2/? For starters: No, Mrs Duffy didn't matter. The whole incident had no discernable impact on ratings of Brown, ratings of Labour, voting intention or anything else we have measures for. There's nothing there. No effect. Nothing. Nowt. Nada. Labour even won back Mrs Duffy's seat
3/? So why, then, is the Mrs Duffy moment treated as so totemic. There are, I think, (at least) two bad explanations for this and (at least) one good one.
4/? The first bad expl is agency bias - people strongly favour agency explananations ("x happened because Mr Y did/said this to Mrs Z") over structural explanations ("x happened because of this matrix of complex societal factors")
5/? Partly, this is just because structural explanations are more complicated. But I suspect we are also just wired to prefer explanations involving actors and motives - anthropomorphism is a big thing. This is a political variant.

[Items from a labeling collection]

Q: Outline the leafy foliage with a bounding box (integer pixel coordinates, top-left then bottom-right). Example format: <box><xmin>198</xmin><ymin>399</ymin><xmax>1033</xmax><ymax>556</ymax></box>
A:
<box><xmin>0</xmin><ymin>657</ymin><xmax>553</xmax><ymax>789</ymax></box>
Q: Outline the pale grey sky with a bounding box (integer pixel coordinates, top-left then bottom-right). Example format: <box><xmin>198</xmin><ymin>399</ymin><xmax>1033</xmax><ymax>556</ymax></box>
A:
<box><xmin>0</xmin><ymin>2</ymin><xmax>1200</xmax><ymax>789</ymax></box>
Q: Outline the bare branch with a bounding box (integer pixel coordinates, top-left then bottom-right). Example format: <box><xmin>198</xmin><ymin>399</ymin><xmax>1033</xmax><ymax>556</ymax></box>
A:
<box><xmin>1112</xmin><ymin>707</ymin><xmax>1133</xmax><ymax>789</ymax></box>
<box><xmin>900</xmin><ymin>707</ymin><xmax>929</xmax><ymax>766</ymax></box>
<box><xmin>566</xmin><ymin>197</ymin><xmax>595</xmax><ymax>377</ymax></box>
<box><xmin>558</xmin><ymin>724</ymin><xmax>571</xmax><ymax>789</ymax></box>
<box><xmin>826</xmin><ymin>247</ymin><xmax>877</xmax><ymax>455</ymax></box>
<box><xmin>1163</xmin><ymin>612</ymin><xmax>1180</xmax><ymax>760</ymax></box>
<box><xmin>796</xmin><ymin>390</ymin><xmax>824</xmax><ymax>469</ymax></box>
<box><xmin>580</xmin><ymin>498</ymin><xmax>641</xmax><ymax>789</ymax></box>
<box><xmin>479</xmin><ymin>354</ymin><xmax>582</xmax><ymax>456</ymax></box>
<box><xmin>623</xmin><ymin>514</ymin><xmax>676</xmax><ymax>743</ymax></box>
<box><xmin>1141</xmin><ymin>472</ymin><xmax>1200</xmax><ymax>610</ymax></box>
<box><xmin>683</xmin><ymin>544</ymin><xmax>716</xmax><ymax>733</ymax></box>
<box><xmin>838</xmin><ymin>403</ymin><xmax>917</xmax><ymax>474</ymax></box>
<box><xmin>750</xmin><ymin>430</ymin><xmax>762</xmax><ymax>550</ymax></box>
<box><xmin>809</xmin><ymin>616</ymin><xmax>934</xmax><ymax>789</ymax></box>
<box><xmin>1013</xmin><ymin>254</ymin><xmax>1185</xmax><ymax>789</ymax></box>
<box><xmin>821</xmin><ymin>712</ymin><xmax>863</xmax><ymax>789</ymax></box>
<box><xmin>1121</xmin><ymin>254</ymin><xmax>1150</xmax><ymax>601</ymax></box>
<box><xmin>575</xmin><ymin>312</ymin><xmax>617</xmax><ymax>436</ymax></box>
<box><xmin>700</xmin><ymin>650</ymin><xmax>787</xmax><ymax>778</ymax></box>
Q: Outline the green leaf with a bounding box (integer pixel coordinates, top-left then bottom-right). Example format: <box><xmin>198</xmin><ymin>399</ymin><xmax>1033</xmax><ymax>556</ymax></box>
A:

> Aim of the task: In the thread about the Mrs Duffy incident, what is named as the first bad explanation for why that moment is treated as so totemic? Answer using only the thread about the Mrs Duffy incident.

> Task solution: Agency bias: people strongly favor explanations built on agency over structural ones.